# DATASET EXTRACT
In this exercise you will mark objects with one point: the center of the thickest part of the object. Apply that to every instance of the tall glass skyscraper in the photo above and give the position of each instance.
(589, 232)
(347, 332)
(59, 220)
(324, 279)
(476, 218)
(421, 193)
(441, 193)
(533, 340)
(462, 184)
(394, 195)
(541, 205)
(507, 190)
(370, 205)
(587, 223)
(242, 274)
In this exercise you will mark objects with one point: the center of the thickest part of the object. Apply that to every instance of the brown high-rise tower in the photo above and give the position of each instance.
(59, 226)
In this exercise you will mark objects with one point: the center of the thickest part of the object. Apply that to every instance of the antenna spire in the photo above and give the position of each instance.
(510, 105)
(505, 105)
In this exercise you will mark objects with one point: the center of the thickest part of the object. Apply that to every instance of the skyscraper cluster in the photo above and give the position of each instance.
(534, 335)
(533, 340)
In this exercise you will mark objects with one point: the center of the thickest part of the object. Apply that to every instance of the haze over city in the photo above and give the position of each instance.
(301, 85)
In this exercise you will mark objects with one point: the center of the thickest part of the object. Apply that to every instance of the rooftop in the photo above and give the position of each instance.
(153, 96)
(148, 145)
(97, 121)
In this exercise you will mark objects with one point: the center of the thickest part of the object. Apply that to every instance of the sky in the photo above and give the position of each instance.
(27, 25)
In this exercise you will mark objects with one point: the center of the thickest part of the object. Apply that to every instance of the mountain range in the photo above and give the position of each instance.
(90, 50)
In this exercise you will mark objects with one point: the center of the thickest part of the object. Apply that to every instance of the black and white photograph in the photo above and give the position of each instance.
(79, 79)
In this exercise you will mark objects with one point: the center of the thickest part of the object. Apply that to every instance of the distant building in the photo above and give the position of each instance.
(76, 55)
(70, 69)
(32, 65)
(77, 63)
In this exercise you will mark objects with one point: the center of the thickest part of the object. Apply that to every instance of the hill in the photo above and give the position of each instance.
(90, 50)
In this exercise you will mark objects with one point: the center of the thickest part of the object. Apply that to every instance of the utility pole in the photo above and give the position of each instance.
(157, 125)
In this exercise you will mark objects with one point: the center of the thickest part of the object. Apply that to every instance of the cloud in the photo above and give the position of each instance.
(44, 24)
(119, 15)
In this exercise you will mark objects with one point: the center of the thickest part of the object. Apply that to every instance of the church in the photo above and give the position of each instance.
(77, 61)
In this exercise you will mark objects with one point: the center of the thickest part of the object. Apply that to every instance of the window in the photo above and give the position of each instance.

# DIRECTIVE
Set down the material above again, word for word.

# ANSWER IN FULL
In this exercise you will mark objects with one point: the center of the thickest part of the object. Apply that to every instance of the tall glass skyscraper in the photo above and give the position of each instance.
(589, 232)
(347, 332)
(59, 220)
(324, 279)
(476, 218)
(421, 193)
(441, 193)
(533, 340)
(462, 184)
(394, 195)
(541, 205)
(507, 190)
(370, 205)
(587, 223)
(242, 274)
In this exercise you will mark objects with one point: the center of the thickest part of the object. Apply that to every instance of the brown high-rise tower in the photo above and give the position of each instance.
(59, 226)
In this exercise you will mark objects with one point: the center of the thickest part of the object. Apply that to every instance of the antenna spire in the photo above and give the position of each instance.
(510, 105)
(505, 105)
In this exercise you will mark objects with one point: the center of the thickest part of the object. Apply that to every instance of the skyscraper cluster in the photo above and give the position of each instance.
(534, 335)
(533, 340)
In this exercise you will mark objects with one point: the center of the thickest part of the object. Apply that to every instance of the haze over city in the photo above and give the position of each instance.
(301, 85)
In this exercise you will mark objects with one point: the center of the thickest part of the object. Apply that to every instance of the rooftop in the photo above and give the position of each instance.
(153, 96)
(148, 145)
(97, 121)
In this exercise you will mark objects with one point: the center of the thickest part of the object. Apply that to every instance of the sky in the photo above and give the position of each instance.
(27, 25)
In this exercise you will mark objects with one point: the center of the thickest part of the object. Apply that to every instance of the mountain range in the photo above and give the position of each instance.
(90, 50)
In this exercise you will mark objects with one point: the center of the thickest part of the object. Apply that to every instance of the black and white photograph in the photo above and give the position of each instance.
(79, 79)
In this exercise you will mark objects with one point: the center of the thickest part of the object. Apply that to every instance of the distant building in the photo above and give the position of each instance.
(76, 55)
(70, 69)
(32, 65)
(77, 63)
In this exercise you will mark objects with one point: the center of the thickest part of the object. Apply that to every instance of the hill in the photo above and give the position of each instance.
(90, 50)
In this exercise you will mark objects with one point: the center of the thickest part of the object. Apply that to every instance of the utility pole in the photo above and give the position of each instance.
(157, 125)
In this exercise you will mark objects with one point: the center of the thickest part of the object. Apply that to every instance of the cloud in the photo above and give the position of each instance.
(44, 24)
(119, 15)
In this exercise you will mark objects with one point: the center of the thickest part of the object. Apply that to every instance of the church in the photo above and give the position of each instance.
(77, 61)
In this exercise you will mark objects with one point: the center of the thickest part of the object. Apply that to every instance of the window in the photo above and give the position of each instance.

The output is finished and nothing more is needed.